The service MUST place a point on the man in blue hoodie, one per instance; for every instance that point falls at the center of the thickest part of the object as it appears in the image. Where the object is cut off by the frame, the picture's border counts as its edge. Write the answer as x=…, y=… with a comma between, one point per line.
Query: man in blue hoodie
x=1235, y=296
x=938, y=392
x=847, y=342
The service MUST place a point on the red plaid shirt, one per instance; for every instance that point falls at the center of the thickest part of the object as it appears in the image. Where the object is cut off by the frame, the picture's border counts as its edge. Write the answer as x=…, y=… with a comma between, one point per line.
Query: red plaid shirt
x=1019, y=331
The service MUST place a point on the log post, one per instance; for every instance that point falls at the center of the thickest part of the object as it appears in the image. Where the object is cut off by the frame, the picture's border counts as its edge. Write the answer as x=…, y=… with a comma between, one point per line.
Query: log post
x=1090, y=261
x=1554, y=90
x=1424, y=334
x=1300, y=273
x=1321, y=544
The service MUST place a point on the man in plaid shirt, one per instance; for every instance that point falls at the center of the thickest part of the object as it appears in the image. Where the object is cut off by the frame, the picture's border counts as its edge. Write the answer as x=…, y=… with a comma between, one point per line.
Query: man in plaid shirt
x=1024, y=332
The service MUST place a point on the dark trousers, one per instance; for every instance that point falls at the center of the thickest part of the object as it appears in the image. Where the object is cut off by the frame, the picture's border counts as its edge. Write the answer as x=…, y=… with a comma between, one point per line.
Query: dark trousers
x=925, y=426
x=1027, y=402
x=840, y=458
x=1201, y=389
-------------------------
# [THE PROBLEM]
Print, from the entries above, the line with "Query: man in blue hoodie", the line with "The service MUST place a point on the man in plaid" and all lines between them, exactly and with nothing else.

# [WRITTEN RESPONSE]
Query: man in blue hoodie
x=1235, y=296
x=938, y=392
x=847, y=342
The service MUST place a point on the red plaid shirt, one per instance; for every instance that point falls at the center of the thickest part of the object as it appears in the image. Where the object is cut off by the frame, the picture's border counts as its edge. Write the answer as x=…, y=… with a comma between, one point per line.
Query: red plaid shirt
x=1019, y=331
The service MUST place a point on the log post, one per instance; for every instance that point falls at the center of the thickest part of the object as it appears in the image. Where the object is cut off by the frame, the picture's border counts as its edge. Write the answer as x=…, y=… with a comma between, one point per line.
Query: log post
x=1090, y=261
x=1554, y=90
x=1424, y=334
x=1300, y=273
x=1321, y=544
The service MUST place a point on the man in plaid shirt, one per instance; for every instance that point falls at the center of the thickest part of the object as it appears in the image. Where the object is cut off by the frame, the picture's border counts as its edge. Write the answer as x=…, y=… with a comma between, one point per line.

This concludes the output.